**Dataset content:**
>>>

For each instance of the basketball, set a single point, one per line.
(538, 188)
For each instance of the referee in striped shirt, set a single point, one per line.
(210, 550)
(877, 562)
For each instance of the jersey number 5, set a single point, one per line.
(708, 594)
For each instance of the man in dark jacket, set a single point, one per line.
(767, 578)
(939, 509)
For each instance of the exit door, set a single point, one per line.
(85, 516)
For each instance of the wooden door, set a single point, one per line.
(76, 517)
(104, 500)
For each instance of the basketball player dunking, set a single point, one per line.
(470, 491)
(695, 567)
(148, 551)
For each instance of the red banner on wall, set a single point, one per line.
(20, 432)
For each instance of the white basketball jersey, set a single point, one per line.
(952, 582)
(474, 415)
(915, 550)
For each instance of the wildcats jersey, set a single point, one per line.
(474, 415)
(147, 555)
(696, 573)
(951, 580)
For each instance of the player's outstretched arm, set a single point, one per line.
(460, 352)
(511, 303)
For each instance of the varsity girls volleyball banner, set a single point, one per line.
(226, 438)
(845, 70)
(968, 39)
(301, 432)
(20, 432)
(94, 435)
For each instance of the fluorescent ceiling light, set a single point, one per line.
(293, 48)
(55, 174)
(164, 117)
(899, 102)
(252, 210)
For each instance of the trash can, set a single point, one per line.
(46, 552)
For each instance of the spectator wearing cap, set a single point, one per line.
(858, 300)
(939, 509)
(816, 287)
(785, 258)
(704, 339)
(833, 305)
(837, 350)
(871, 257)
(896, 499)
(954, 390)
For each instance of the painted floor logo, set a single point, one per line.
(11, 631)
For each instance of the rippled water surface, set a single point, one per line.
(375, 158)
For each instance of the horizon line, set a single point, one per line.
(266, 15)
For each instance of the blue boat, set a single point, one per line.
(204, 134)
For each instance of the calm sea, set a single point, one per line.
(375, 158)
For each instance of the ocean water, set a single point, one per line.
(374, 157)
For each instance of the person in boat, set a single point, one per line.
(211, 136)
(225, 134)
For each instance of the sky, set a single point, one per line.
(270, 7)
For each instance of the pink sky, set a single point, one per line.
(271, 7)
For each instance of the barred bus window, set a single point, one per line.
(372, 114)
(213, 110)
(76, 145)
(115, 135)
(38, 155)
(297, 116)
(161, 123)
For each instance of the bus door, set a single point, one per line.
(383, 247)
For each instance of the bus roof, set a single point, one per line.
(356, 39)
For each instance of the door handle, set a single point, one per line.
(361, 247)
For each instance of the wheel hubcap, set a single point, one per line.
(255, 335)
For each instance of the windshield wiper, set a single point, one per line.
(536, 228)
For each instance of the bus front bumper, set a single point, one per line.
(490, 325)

<<<

**Required task:** Convert the lines above into a JSON list of strings, one string per line, leaving out blank lines.

**Response below:**
[
  "For each instance of the basketball, set a single point, one per line.",
  "(538, 188)",
  "For each instance of the referee in striped shirt, set a single point, one per line.",
  "(210, 550)",
  "(877, 562)",
  "For each instance of the jersey number 5, set a single point, one per line.",
  "(708, 594)",
  "For each instance of the man in dark jacket, set a single point, one per line.",
  "(767, 578)",
  "(939, 509)",
  "For each instance of the exit door, set a single point, one per line.",
  "(85, 516)",
  "For each instance of the wooden door, set a single point, one per line.",
  "(76, 517)",
  "(104, 500)",
  "For each instance of the basketball player dunking, set a single point, one per line.",
  "(470, 491)",
  "(695, 567)",
  "(148, 551)",
  "For each instance of the red banner on wall, set a single point, one per line.",
  "(20, 432)",
  "For each instance of the white basketball jersey, set a single point, one per line.",
  "(952, 582)",
  "(474, 415)",
  "(915, 550)",
  "For each instance of the wildcats jersey, set a single point, one per line.",
  "(474, 415)",
  "(147, 555)",
  "(696, 573)",
  "(951, 580)",
  "For each instance of the player's outstretched arm, set a single point, one per line.",
  "(460, 352)",
  "(511, 303)",
  "For each instance of the varsity girls volleyball banner, set a single point, one per line.",
  "(226, 438)",
  "(845, 70)",
  "(968, 39)",
  "(301, 432)",
  "(20, 432)",
  "(94, 435)",
  "For each instance of the fluorescent ceiling light, set a single point, one per line.",
  "(293, 48)",
  "(55, 174)",
  "(164, 117)",
  "(899, 102)",
  "(252, 210)",
  "For each instance of the trash can, set a single point, one per line.",
  "(46, 552)",
  "For each instance of the spectator wearing cap, set a single point, one per line.",
  "(858, 300)",
  "(939, 509)",
  "(816, 287)",
  "(785, 258)",
  "(704, 339)",
  "(833, 305)",
  "(837, 350)",
  "(871, 257)",
  "(896, 499)",
  "(954, 390)",
  "For each instance of the painted floor logo, set a single point, one per line.",
  "(11, 631)",
  "For each instance of the rippled water surface, set a single point, one per line.",
  "(375, 158)",
  "For each instance of the horizon line, set a single point, one per line.",
  "(266, 15)",
  "For each instance of the blue boat, set a single point, one per line.",
  "(204, 134)",
  "For each instance of the calm sea, set a single point, one per line.",
  "(375, 158)",
  "For each instance of the ocean water, set a single point, one per line.",
  "(374, 157)",
  "For each instance of the person in boat, set a single point, one per line.",
  "(211, 136)",
  "(225, 134)",
  "For each instance of the sky, set a single point, one per line.",
  "(270, 7)",
  "For each instance of the pink sky, set a single point, one per line.",
  "(271, 7)",
  "For each instance of the barred bus window, set a single point, one per line.",
  "(372, 114)",
  "(213, 110)",
  "(76, 145)",
  "(115, 135)",
  "(38, 155)",
  "(297, 116)",
  "(161, 123)",
  "For each instance of the bus door, set a single point, one per line.",
  "(383, 247)",
  "For each instance of the bus roof, set a single point, one per line.",
  "(356, 39)",
  "For each instance of the door handle, set a single point, one per line.",
  "(361, 247)",
  "For each instance of the wheel hubcap, set a single point, one per line.",
  "(255, 335)",
  "For each instance of the windshield wiper, set a single point, one per line.",
  "(536, 228)",
  "For each instance of the bus front bumper, set a single point, one per line.",
  "(490, 325)"
]